## [ABOUT THIS TASK]
Here the job is to restate every entry word for word.

═════ INPUT DATA ═════

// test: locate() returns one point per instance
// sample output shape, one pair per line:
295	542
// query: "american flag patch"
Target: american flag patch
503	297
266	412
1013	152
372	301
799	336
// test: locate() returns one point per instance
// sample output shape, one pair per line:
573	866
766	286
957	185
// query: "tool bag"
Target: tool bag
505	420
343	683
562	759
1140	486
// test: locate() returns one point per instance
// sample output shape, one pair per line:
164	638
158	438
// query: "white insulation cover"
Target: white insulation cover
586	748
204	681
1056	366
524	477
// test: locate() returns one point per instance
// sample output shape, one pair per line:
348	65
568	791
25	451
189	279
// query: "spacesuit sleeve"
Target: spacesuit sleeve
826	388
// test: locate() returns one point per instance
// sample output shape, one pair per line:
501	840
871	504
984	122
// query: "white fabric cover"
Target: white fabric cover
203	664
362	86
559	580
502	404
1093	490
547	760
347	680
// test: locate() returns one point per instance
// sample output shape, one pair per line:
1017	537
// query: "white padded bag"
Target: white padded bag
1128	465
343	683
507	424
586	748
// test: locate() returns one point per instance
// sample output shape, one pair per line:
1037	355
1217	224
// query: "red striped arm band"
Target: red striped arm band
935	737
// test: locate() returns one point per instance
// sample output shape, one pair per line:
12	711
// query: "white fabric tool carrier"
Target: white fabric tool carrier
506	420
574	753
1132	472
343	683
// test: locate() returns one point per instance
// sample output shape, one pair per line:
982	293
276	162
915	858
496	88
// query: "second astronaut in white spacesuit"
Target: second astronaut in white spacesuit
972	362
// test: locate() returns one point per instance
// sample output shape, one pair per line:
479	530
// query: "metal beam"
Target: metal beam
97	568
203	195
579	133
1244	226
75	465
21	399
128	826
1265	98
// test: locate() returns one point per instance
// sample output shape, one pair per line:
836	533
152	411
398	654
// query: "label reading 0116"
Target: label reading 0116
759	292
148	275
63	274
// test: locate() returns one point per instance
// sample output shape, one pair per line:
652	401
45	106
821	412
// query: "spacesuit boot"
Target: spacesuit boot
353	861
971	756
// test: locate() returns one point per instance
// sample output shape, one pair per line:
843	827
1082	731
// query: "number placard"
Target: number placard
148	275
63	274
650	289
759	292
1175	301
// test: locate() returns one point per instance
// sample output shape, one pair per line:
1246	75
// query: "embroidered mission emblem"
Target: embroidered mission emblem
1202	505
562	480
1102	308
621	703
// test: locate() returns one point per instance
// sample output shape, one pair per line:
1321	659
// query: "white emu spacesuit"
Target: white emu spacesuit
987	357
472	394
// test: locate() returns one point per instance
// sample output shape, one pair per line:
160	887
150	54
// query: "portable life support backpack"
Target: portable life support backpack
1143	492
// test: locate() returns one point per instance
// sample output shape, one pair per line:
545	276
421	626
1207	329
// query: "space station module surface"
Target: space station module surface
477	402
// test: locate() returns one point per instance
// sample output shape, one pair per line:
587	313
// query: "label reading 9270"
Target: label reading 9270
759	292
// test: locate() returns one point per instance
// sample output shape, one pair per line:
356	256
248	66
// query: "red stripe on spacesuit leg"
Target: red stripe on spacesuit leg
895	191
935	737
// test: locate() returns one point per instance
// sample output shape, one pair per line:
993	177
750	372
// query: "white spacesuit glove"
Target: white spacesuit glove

═════

## [RESULT]
// test: locate() returns one point per instance
// sample output shape, one pair per line:
295	542
// query: "american flag patch"
Target: american flag patch
503	297
266	412
1013	152
372	301
799	336
// test: locate() returns one point per instance
// sample output shape, one pair per line:
573	866
766	286
957	185
// query: "tool bag"
Target: tool bag
505	420
343	683
562	759
1140	486
// test: locate() returns one point per instance
// sample output shape, one pair per line:
164	638
158	438
// query: "white insulation cover"
Target: white insulation cover
586	748
204	681
1056	366
524	477
// test: locate() returns one point per instance
// sample output shape, one pair per line:
348	65
568	791
25	451
189	279
// query: "spacesuit sleeve"
Target: spacesuit sleeve
826	388
// test: locate() returns one point per instance
// sample output shape, one pair per line:
501	840
871	504
984	122
// query: "white fabric cover"
Target: white fabric cover
203	664
362	86
559	580
502	404
1093	490
547	760
347	680
// test: locate() returns one point per instance
// sample output shape, one pair per line:
1017	537
// query: "white padded bag"
Target: white padded bag
1128	465
343	683
507	424
586	748
// test: locate() returns one point per instance
// sample output shape, one pair per line:
1037	355
1217	224
// query: "red striped arm band"
Target: red striped arm band
935	737
// test: locate() returns one point per instance
// sample output shape, one pair per line:
12	711
// query: "white fabric tool carrier"
Target: white fabric tool carrier
506	420
574	753
1132	472
343	683
// test: locate() returns one point per instance
// sample output shape, one pair per line:
982	293
276	162
915	858
496	88
// query: "second astronaut in white spacesuit"
Target: second astronaut in white spacesuit
972	362
// test: locate() returns one point per instance
// sample output shape, one pair per line:
479	530
// query: "metal beam"
Target: metal beam
97	568
203	195
579	133
1244	226
75	465
21	399
128	826
1265	98
// test: locate() returns one point per instance
// sample output shape, one pair per line:
836	533
152	411
398	654
// query: "label reading 0116"
Target: label reading 0116
759	292
148	275
63	274
// test: locate() returns one point per instance
// sample output shape, one pair per line:
652	401
45	106
821	412
// query: "spacesuit boot"
Target: spacesuit boot
353	861
971	756
// test: locate() returns one point per instance
// sample output shape, one pair per line:
843	827
1082	731
// query: "number placard"
Target: number placard
148	275
63	274
650	289
759	292
1175	301
// test: locate() returns one point per instance
// sample output shape, one pair per line:
1246	75
// query: "embroidered mission emblem"
Target: embroidered mission emblem
1202	505
562	480
1102	308
621	703
// test: locate() returns one point per instance
// sample output shape, one pair per line:
1321	659
// query: "white emu spacesuit"
Target: white emu spacesuit
987	357
472	394
// test: locate() returns one point per instance
// sample output shape, one pair per line:
160	887
150	54
// query: "portable life support backpack"
Target: portable life support backpack
1143	492
// test: locate() returns one point per instance
// sample output shape, one pair per line:
545	276
421	626
1207	329
// query: "space station module surface"
Target: space station module surface
477	402
// test: locate() returns one point per instance
// sample output shape, one pair per line:
587	313
// query: "label reading 9270"
Target: label reading 9270
759	292
// test: locate() returns one point per instance
// sample output shape, one pair per line:
356	256
248	66
// query: "red stripe on spacesuit leg"
Target: red stripe on spacesuit leg
895	191
935	737
// test: locate() returns one point per instance
// sample output shape, one pair per line:
993	177
750	372
// query: "white spacesuit glove"
Target: white spacesuit glove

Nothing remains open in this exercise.